**Text under study:**
'''

I am growing some trees

I am growing 420 trees this year. The number is a coincidence, I bought pots – that I plan to reuse for the rest of my life – from here where they sell 210 pots per case. Im actually growing more than this, as I plan to try some bare root sapling beds. When I walk my dog in the fall, I observe nice trees in the area and collect seeds. I have collected black cherry, white oak, red oak, paper birch, black walnut, sycamore, dogwood, hickory, and some unknown seeds from the meadows. Local genetics are the best in my opinion. It is sad that New England has already lost the elm tree, chestnut tree, ash tree, and soon this stupid nematode could kill a lot of beech trees. I wonder what our forests use to look like.

'''

**Exercise brief:**
Answer from the tree-growing text:
(a) How many trees are being grown this year?
(b) How many pots are sold per case?
(c) Which trees has New England already lost?

(Saved entries)
'''

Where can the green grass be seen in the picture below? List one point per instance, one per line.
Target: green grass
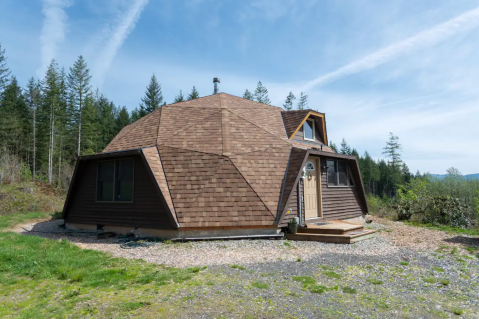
(457, 311)
(449, 229)
(445, 282)
(374, 281)
(430, 280)
(235, 266)
(350, 290)
(305, 280)
(332, 274)
(260, 285)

'''

**Reply to the task:**
(a) 420
(b) 210
(c) The elm, the chestnut and the ash